>> BEGIN Supplied entries
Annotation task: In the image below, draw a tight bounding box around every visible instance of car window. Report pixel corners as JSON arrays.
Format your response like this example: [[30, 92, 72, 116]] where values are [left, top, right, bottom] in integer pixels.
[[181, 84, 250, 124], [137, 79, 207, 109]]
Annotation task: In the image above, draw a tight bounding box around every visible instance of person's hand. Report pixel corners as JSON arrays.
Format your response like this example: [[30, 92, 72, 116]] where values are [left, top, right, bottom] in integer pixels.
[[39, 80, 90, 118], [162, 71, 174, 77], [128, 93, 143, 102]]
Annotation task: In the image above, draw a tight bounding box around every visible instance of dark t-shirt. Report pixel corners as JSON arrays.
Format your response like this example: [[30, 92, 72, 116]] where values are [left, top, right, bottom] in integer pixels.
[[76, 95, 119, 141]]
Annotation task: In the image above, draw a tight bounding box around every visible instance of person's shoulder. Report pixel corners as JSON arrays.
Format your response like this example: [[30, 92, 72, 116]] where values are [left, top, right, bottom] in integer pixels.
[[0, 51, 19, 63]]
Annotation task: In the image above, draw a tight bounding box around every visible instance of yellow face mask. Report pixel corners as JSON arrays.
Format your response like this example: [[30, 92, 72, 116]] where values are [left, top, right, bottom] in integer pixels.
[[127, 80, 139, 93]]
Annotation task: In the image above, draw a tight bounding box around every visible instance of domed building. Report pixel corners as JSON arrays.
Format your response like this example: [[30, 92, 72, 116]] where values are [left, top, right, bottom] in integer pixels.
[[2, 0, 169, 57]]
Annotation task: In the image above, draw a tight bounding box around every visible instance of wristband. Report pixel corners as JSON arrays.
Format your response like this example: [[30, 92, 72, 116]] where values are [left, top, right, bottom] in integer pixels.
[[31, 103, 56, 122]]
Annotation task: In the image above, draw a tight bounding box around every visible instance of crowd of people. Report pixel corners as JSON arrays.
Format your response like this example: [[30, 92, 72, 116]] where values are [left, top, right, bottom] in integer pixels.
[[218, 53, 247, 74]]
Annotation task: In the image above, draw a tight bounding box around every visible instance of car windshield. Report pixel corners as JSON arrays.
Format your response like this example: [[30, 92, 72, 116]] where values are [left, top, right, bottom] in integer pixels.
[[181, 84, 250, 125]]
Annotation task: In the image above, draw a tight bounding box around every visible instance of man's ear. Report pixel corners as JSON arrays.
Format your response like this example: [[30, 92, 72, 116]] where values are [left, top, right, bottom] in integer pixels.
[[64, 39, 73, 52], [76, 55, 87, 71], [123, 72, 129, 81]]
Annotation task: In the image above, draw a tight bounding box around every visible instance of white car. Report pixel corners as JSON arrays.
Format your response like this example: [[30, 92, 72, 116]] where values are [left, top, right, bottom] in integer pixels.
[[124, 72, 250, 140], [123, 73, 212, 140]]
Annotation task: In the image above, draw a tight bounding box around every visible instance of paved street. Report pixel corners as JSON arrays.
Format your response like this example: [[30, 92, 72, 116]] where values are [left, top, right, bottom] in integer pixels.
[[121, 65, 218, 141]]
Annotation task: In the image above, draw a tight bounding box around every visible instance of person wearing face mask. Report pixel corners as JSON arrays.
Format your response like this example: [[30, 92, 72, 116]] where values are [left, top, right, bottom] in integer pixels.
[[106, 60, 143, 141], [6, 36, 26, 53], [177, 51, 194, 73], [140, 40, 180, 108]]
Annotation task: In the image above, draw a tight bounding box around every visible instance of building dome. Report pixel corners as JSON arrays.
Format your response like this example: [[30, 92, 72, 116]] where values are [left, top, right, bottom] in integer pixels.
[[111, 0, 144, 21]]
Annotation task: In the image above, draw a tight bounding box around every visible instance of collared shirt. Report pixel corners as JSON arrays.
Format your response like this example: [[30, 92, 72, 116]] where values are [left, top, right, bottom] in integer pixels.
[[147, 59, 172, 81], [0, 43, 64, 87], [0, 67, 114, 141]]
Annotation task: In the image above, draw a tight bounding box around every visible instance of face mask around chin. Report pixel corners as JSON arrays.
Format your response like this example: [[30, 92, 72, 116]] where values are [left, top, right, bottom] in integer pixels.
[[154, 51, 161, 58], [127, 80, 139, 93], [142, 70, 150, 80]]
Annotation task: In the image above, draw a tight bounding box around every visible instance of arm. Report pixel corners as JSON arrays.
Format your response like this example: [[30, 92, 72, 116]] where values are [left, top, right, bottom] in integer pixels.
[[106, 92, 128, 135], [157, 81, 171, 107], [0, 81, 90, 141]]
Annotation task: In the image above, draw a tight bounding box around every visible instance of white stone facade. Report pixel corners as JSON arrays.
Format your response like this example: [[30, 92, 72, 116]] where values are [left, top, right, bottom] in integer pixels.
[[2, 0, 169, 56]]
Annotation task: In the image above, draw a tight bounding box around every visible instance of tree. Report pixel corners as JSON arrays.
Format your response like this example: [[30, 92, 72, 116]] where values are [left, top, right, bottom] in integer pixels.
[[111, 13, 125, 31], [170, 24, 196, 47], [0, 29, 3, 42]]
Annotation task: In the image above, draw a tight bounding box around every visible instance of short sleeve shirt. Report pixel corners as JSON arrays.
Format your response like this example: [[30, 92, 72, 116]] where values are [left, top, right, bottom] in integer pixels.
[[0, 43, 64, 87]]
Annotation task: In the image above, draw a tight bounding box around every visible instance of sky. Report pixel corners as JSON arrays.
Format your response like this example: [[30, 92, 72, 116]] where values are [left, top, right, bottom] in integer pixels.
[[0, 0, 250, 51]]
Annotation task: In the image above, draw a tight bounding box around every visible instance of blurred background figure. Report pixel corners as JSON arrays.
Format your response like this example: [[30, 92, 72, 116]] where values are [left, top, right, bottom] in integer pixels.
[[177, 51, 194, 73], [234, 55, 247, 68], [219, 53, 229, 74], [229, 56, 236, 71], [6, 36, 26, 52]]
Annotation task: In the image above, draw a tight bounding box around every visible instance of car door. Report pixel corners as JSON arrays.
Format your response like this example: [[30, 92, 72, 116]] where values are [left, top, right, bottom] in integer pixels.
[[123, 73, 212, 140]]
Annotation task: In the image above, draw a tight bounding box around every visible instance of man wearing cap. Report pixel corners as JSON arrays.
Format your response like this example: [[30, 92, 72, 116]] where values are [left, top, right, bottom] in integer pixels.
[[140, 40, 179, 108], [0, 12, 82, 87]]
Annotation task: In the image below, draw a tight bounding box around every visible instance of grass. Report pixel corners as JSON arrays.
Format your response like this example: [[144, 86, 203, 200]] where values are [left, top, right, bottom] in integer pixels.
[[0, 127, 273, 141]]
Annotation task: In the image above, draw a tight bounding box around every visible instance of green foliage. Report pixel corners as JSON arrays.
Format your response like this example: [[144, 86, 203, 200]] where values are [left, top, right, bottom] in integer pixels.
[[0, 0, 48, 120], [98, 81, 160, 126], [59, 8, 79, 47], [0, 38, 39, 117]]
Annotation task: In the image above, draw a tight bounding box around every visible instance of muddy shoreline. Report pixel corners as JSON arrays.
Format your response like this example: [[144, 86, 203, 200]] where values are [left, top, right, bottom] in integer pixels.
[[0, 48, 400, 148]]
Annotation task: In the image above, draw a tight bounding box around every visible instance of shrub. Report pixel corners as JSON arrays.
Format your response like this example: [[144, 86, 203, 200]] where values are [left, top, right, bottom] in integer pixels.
>> END Supplied entries
— Exercise objective —
Transcribe every line of the data above word for word, with nothing omitted or altered.

— Correct response —
Annotation task: In the image below, draw a tight bounding box around every visible instance of car window. Report pixel corners as JSON arrays.
Format your response like this example: [[30, 92, 72, 116]] where values are [left, top, right, bottom] in integer pixels.
[[181, 84, 250, 124], [137, 79, 207, 109]]
Annotation task: In the image above, draw a tight bounding box around every visible instance of person's hand. Report pixel corners as JSON arrays.
Format your response like this example: [[30, 92, 72, 116]] where values are [left, top, right, bottom] in integer pixels.
[[39, 80, 90, 118], [162, 71, 174, 77], [128, 93, 143, 102]]
Annotation task: In the image above, draw a tight bounding box around every visible instance of dark t-shirt. Report pixel corners as JSON arrays.
Format your response like this example: [[30, 92, 72, 116]] where values are [left, top, right, bottom] in integer pixels.
[[76, 95, 119, 141]]
Annotation task: In the image above, draw a tight bounding box around every visible instance of person's shoulder. Report pixel corners as JSON arrays.
Format your response like this example: [[30, 92, 72, 116]] where values are [left, top, right, bottom] in integer pixels.
[[0, 51, 19, 63]]
Annotation task: In the image above, draw a tight bounding box around every visible instance of yellow face mask. Report pixel corners as JSON arrays.
Format your response like this example: [[30, 92, 72, 116]] where values are [left, top, right, bottom] in integer pixels.
[[127, 80, 139, 93]]
Annotation task: In the image above, draw a tight bounding box around every visible instance of domed building. Report pixel corners as JSON arrays.
Format your response like this example: [[30, 92, 72, 116]] where values are [left, top, right, bottom] in integer pixels.
[[2, 0, 169, 57]]
Annotation task: In the image above, draw a tight bounding box around every visible instance of wristband. Report pixel corners as JSON arrays.
Format your response like this example: [[30, 92, 72, 116]] where values are [left, top, right, bottom] in integer pixels.
[[31, 103, 56, 122]]
Annotation task: In the image above, draw a tight bounding box around every visible instance of crowd of people. Report pixel corners as JSON arrays.
Format your response like this example: [[30, 92, 72, 116]] where values are [left, top, right, bottom] in integer pixels.
[[218, 53, 247, 74]]
Annotation task: In the image above, draw a tight bounding box around every visible instance of car windshield. Report pixel corners as JSON arrays.
Format your response like this example: [[30, 92, 72, 116]] where values are [left, top, right, bottom] in integer pixels.
[[181, 84, 250, 125]]
Annotation task: In the image above, draw a tight bounding box around every visible instance of man's ear. Report pixel corners as JSON arrays.
Format your response like this example: [[30, 92, 72, 116]] where values are [left, top, right, bottom] in integer pixels.
[[64, 39, 73, 52], [76, 55, 87, 71], [123, 72, 129, 81]]
Annotation task: In the image above, draw a tight bounding box around every visible instance of white car. Report pixel corners as JSON arrays.
Format your response like this example: [[30, 92, 72, 116]] where values are [left, top, right, bottom] in integer pixels.
[[124, 72, 250, 140], [123, 73, 212, 140]]
Annotation task: In the image above, draw a tight bounding box around every visible instance of paved street. Report pixel corners as JSON arrays.
Format your response like this example: [[30, 92, 72, 116]] where values are [left, top, right, bottom] in integer pixels.
[[121, 65, 218, 141]]
Annotation task: In the image above, draw a tight bounding box around every visible instance of person wearing face mask. Report pixel corners as JSON arrays.
Format your response like this example: [[30, 92, 72, 116]] where values are [left, top, right, bottom] in integer pixels.
[[106, 60, 143, 141], [6, 36, 26, 53], [177, 51, 194, 73], [140, 40, 180, 108]]
Annotation task: In the image above, draw a tight bounding box around every visible instance of building dome. Report pixel corners as JSON arrays.
Format your response like this example: [[30, 92, 72, 116]] where values are [left, top, right, bottom] in integer pixels.
[[111, 0, 144, 21]]
Annotation task: In the image above, draw a tight bounding box around every visible instance of collared shirt. Report pixel corners as JSON arrays.
Format your response like this example: [[30, 92, 72, 116]] where values are [left, top, right, bottom] in integer pixels.
[[147, 59, 172, 81], [0, 43, 64, 87], [0, 67, 114, 141]]
Annotation task: In the image above, draw a tight bounding box around every visible instance of face mask around chin. Report pixel corners as JSON arrays.
Format your response like this example: [[30, 92, 72, 116]] where values are [left, top, right, bottom] in integer pixels.
[[154, 51, 161, 58], [127, 80, 139, 93], [142, 70, 150, 80]]
Annotation task: In the image above, draw a tight bounding box around every visible instance of arm. Report pixel corners as JSON arrays.
Format your response like this example: [[30, 92, 72, 116]] where values are [left, top, right, bottom] in integer pixels.
[[106, 92, 128, 135], [157, 81, 171, 107], [0, 81, 90, 141]]
Annotation task: In the image above, draw a tight bounding box around every visible instance of white stone facade. Report pixel corners as JSON arrays.
Format your response like this example: [[30, 92, 72, 116]] where values are [left, top, right, bottom] in integer pixels.
[[2, 0, 169, 56]]
Annotation task: In the image above, draw a tight bounding box around every visible instance of tree. Report pixel corners as JSON arrays.
Format your response like this example: [[30, 92, 72, 116]] where values are [left, top, right, bottom] in integer pixels.
[[111, 13, 125, 31], [170, 24, 196, 47], [0, 29, 3, 42]]
Annotation task: In the image above, draw a tight bounding box around every visible instance of short sleeve shirt. Report pixel corners as JSON arrays.
Format your response like this example: [[30, 92, 72, 116]] where values are [left, top, right, bottom] in integer pixels.
[[0, 43, 64, 87]]
Annotation task: In the image above, draw a tight bounding box around every visible instance of sky. Report pixel corners as JSON arrays.
Format your response like this example: [[30, 92, 72, 116]] where values are [left, top, right, bottom] in integer pixels.
[[0, 0, 250, 51]]
Annotation task: In the image above, draw a tight bounding box around every visible instance of blurred background figure. Report pixel corners as JSON arrays.
Format your response like this example: [[30, 92, 72, 116]] where values are [left, top, right, bottom] in integer pixels.
[[177, 51, 194, 73], [234, 55, 247, 68], [219, 53, 229, 74], [229, 56, 236, 71], [6, 36, 26, 52]]
Annotation task: In the image above, draw a tight bounding box around every visible instance of car door. Report pixel corners as JSON arrays.
Format your response like this example: [[30, 92, 72, 116]] where values are [left, top, right, bottom] in integer pixels.
[[123, 73, 212, 140]]
Annotation task: In the image above, draw a tight bounding box around every visible instance of man wearing cap. Report pixel corners as JSON arrays.
Format your response like this example: [[30, 92, 72, 116]] where values are [left, top, right, bottom] in integer pixels.
[[140, 40, 179, 108], [0, 12, 82, 87]]
Annotation task: In the image below, draw a tight bounding box around every visible instance of grass. Report pixel corners as JSON arrays.
Format your response like this example: [[144, 86, 203, 200]] where values are [left, top, right, bottom] in integer pixels.
[[0, 127, 273, 141]]
Annotation task: In the image above, draw a tight bounding box around every visible instance of green foliage. Report pixel corners as JSON arrays.
Format your response like this example: [[144, 86, 203, 200]] where values are [left, top, right, bottom] in integer pixels.
[[0, 0, 48, 120], [98, 81, 160, 126], [59, 8, 79, 47], [0, 38, 39, 117]]
Annotation task: In the image above, draw a tight bounding box around every visible instance of muddy shoreline. Report pixel corners as JSON arrays.
Format your response like this example: [[144, 86, 203, 200]] where values are [left, top, right, bottom] in integer pixels.
[[0, 48, 400, 148]]
Annotation task: In the image above, draw a tight bounding box around every visible instance of shrub. Report pixel corners as JSON arrays.
Format your response like this example: [[144, 86, 203, 200]] where values are [left, top, right, bottom] in integer pixels.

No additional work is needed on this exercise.